■ Text block:

========================================

[BUG] 3007.X scheduler_before_connect throws TCP Publish Client encountered an exception, no start event is seen
Description
3007.1 Windows minions with option scheduler_before_connect: True set throws exception TCP Publish Client encountered an exception while connecting to 127.0.0.1:4510: TimeoutError() on start, and does not generate /start event on master event bus
[TRACE ] IPCServer: Handling connection to address: ('127.0.0.1', 52006)
[DEBUG ] The functions from module 'mine' are being loaded by dir() on the loaded module
[DEBUG ] LazyLoaded mine.update
[DEBUG ] schedule.handle_func: adding this job to the jobcache with data {'id': 'minion-win-1', 'fun': 'mine.update', 'fun_args': [], 'schedule': '__mine_interval', 'jid': '20240927221656953118', 'pid': 420}
[TRACE ] ==== evaluating schedule now None =====
[TRACE ] Client disconnected from IPC 127.0.0.1:4511
[WARNING ] TCP Publish Client encountered an exception while connecting to 127.0.0.1:4510: TimeoutError(), will reconnect in 1 seconds - File "C:\Program Files\Salt Project\Salt\Lib\runpy.py", line 196, in _run_module_as_main
return _run_code(code, main_globals, None,
File "C:\Program Files\Salt Project\Salt\Lib\runpy.py", line 86, in _run_code
exec(code, run_globals)
File "C:\Program Files\Salt Project\Salt\salt-minion.exe\__main__.py", line 7, in <module>
sys.exit(salt_minion())

========================================

■ Objective 1:
Please answer these questions from the bug report.
(a) What option is set on the affected Windows minions?
(b) What function does schedule.handle_func add to the jobcache?
(c) After the TimeoutError, how many seconds until the client reconnects?

Dataset entries
========================================

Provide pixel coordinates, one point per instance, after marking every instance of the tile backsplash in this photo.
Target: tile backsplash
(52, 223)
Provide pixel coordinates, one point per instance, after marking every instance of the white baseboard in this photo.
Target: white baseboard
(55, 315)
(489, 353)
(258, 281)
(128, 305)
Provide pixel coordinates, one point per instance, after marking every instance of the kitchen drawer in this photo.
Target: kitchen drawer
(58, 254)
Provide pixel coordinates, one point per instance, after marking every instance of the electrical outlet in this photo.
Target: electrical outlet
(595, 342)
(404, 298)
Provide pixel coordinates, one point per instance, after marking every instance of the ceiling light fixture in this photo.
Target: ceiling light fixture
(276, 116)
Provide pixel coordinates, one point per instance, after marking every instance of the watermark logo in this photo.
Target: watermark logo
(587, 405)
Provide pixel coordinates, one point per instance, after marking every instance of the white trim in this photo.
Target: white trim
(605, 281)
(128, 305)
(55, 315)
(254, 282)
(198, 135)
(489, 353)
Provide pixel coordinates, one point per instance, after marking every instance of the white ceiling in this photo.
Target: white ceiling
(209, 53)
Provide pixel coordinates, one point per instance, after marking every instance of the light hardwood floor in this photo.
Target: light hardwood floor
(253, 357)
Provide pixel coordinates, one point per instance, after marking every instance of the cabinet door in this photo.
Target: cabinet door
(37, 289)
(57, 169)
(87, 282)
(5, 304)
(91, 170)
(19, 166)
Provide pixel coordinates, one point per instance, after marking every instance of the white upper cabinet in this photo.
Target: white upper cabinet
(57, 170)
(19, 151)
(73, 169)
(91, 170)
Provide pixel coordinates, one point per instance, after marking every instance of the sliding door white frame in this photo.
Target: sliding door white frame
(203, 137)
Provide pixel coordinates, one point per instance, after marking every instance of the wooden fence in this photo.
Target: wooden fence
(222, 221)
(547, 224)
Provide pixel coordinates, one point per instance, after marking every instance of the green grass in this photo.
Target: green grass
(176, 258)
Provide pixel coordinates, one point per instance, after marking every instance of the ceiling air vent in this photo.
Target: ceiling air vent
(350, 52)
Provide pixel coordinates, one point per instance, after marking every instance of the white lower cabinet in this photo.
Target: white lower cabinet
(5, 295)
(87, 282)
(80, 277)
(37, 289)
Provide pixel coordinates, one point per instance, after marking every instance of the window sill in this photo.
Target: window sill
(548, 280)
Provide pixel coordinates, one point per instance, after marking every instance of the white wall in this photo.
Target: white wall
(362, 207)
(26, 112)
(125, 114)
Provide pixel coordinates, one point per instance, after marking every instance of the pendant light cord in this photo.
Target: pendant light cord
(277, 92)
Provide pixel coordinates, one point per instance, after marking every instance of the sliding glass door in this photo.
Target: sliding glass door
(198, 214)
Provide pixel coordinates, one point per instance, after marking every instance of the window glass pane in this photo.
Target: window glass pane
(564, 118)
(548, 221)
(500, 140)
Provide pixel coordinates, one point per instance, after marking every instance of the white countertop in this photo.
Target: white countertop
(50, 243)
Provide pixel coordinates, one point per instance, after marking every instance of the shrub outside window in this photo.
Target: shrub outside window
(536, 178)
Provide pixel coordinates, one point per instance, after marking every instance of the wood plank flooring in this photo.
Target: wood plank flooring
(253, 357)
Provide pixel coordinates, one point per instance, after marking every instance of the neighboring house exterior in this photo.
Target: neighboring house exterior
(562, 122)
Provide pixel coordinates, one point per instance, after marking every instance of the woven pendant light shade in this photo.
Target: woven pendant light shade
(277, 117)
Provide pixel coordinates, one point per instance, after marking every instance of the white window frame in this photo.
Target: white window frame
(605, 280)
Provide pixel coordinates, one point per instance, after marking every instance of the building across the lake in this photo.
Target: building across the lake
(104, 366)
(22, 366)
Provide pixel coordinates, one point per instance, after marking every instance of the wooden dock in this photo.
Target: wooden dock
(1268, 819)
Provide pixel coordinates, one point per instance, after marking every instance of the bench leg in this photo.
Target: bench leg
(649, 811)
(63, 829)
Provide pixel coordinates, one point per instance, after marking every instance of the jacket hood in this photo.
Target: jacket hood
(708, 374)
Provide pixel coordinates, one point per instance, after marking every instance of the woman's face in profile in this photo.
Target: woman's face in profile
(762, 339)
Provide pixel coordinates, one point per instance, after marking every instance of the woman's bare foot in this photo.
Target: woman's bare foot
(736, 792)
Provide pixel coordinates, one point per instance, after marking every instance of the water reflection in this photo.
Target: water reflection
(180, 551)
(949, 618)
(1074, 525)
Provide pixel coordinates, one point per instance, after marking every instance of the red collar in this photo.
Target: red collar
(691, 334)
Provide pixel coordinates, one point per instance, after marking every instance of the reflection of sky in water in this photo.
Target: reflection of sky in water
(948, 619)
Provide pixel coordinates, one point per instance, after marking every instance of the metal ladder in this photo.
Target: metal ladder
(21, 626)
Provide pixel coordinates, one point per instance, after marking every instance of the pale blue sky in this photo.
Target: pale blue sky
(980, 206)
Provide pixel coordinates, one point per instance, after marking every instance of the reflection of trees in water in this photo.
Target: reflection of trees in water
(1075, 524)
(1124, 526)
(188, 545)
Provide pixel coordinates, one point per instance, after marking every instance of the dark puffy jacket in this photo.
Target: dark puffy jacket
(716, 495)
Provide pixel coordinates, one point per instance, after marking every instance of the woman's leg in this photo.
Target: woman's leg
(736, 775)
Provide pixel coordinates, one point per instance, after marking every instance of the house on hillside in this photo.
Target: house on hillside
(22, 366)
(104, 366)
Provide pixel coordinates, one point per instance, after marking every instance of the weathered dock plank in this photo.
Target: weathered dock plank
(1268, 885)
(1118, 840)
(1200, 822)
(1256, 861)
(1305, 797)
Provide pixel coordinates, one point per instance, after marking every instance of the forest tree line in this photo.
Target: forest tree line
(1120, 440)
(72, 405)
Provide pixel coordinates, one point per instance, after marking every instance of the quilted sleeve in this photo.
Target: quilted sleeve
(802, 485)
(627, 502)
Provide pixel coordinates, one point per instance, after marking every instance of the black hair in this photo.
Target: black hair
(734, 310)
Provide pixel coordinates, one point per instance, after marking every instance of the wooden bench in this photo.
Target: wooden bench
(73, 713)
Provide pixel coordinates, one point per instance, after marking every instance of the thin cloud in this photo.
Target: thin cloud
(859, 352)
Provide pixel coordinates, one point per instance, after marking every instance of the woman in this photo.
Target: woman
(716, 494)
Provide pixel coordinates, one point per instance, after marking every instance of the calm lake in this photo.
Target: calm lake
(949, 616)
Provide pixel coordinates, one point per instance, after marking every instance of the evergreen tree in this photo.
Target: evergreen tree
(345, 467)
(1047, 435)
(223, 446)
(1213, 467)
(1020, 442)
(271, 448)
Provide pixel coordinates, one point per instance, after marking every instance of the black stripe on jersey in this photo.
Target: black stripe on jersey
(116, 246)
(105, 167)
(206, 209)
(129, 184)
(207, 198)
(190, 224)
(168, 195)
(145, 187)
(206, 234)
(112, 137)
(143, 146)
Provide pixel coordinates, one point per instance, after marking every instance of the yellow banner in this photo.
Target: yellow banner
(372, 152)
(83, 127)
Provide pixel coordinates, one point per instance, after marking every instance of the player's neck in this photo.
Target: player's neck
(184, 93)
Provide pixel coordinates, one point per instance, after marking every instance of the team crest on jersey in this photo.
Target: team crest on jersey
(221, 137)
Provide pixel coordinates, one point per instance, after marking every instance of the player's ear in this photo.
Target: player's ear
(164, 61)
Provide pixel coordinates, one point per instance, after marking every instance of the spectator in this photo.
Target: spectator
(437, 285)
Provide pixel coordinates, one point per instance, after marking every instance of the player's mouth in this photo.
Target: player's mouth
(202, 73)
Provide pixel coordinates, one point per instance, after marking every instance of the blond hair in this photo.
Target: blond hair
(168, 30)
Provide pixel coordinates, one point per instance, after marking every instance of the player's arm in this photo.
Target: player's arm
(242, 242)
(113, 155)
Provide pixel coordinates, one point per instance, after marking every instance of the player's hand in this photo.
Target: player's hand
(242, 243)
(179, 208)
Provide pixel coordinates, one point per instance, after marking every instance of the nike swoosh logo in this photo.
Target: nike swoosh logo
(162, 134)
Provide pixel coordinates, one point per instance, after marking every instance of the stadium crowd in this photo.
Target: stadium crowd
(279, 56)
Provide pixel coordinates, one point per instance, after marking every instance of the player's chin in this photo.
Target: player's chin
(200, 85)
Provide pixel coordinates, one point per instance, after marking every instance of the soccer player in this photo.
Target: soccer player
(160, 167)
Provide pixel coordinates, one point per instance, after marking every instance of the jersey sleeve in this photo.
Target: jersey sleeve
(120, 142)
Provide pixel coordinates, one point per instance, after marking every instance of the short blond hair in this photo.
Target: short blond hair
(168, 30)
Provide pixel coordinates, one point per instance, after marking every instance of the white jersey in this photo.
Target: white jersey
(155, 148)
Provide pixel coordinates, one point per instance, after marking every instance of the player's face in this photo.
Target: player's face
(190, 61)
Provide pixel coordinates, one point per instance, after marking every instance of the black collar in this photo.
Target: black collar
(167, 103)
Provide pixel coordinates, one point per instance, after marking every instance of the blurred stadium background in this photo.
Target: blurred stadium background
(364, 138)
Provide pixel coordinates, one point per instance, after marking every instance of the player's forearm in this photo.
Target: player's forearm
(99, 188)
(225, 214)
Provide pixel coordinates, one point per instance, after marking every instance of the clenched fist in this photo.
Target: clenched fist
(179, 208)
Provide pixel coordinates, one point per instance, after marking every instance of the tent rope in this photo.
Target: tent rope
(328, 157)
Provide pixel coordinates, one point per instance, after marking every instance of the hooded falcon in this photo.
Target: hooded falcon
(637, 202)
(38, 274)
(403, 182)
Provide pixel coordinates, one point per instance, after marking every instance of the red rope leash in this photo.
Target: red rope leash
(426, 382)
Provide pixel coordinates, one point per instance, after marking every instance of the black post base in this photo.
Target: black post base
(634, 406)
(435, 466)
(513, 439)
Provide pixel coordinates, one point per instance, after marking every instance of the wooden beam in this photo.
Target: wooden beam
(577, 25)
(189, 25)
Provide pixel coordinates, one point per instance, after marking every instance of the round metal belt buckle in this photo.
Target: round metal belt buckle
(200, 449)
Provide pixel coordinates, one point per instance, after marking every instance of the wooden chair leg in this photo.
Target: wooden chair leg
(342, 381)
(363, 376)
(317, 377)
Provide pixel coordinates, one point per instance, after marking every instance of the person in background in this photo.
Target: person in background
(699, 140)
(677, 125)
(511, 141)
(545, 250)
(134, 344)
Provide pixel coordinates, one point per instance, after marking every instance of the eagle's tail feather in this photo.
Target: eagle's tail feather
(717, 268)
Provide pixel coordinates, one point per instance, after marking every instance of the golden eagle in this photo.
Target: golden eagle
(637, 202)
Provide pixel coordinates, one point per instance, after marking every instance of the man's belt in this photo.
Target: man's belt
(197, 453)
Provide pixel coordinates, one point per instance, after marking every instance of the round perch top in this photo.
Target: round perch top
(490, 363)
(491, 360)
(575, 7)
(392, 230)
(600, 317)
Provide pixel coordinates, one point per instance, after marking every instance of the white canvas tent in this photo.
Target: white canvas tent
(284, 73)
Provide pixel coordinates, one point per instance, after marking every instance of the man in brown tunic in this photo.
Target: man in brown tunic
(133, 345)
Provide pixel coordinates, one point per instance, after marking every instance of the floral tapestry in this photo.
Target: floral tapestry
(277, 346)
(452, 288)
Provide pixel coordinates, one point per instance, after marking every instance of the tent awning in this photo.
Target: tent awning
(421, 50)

========================================

■ Objective 2:
Count the lines of the records that contain the word "watermark", and give only the number.

■ Expected answer 1:
(a) scheduler_before_connect: True
(b) mine.update
(c) 1 second

■ Expected answer 2:
2